# [TO DO]
Copy every line of the items below that contains the word "farthest", matching its case exactly.

# [EXCERPTED DATA]
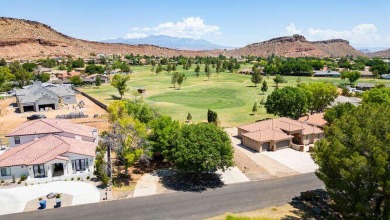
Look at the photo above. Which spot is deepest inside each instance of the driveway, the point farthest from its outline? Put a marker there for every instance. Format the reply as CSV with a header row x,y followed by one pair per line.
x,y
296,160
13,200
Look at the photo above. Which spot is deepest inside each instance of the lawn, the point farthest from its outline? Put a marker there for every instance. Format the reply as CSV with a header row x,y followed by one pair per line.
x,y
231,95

---

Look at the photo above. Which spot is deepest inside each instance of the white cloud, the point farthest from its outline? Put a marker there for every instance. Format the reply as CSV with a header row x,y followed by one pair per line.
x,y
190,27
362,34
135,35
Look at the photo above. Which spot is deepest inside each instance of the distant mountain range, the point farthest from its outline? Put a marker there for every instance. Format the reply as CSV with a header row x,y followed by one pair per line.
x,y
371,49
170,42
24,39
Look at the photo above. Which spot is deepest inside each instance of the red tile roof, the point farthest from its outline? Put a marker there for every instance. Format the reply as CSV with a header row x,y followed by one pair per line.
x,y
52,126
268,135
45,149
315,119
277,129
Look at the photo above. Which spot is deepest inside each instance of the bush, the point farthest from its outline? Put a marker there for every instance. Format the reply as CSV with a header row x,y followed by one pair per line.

# [CORRECT RESULT]
Look at the photo above. Which spot is deepest inside each instance of the driveway, the point farthest from its outline? Put a marker there for every instance. Format the reply as CSV with a header row x,y followed by one pair per line.
Look at the photo above. Which spot is deepest inside each instance of the lawn, the point farthest from its outline? Put a marker there for every instance. Format the reply as CSV with a header row x,y followed by one pair per line.
Look at the photo above. Which spot is deepest inside each instance of the white cloud, the point farthest from its outline? Put a marker there for every instance. Format the reply as CSV with a header row x,y followed by one pair per line.
Look at the photo above. Which spot is deepest inside each instance of the distant mountain range, the point farthest from its outline? Put a marker there for every instance. Format the reply as CSV with a header row x,y followed by one pair per line.
Look at the photo above. Which spot is deepest inside each instance of the red tile roof, the point farthest from its outline? Put a marker there for every instance. Format the reply as CSV with a header row x,y followed by one pair per line.
Look at the photo above. Which spot is deepest inside each instance of the bush, the point farthest from its outline? Put a marker there for every instance. Format the reply as CSV with a header row x,y followed by one pair per line.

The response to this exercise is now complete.